## [What needs to be done]
Where does the string "metal" occur in the records below? Copy every line that holds it.

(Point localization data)
|---|

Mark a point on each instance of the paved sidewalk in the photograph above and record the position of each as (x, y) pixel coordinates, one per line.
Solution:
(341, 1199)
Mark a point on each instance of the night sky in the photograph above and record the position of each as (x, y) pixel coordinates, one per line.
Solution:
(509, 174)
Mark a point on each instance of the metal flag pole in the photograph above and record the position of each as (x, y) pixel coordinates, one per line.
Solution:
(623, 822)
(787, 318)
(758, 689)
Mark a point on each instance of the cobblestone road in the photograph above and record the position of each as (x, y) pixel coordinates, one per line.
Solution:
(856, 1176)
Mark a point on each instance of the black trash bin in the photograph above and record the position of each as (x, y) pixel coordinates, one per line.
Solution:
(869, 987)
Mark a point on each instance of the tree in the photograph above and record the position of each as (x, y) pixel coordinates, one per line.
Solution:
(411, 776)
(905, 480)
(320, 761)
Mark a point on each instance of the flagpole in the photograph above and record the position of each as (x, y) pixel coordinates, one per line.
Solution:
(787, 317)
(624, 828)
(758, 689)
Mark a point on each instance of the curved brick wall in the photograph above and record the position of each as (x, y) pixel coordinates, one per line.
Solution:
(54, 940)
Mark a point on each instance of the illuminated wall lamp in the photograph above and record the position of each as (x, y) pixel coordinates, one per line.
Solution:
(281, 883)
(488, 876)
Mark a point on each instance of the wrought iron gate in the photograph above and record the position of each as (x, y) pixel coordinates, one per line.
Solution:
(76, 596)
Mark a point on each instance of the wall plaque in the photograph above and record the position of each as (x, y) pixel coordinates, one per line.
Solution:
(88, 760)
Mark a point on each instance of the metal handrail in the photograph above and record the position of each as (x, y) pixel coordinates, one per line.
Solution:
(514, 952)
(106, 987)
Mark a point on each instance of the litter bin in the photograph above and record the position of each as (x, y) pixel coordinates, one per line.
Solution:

|---|

## [Finished exercise]
Mark a point on each instance of the metal flag pole in the photograph above and record the position of each as (x, y) pixel coordinates, one per line.
Mark a point on each instance of the metal handrail in the photograph above and record the position of each as (x, y) pixel coordinates, one per line.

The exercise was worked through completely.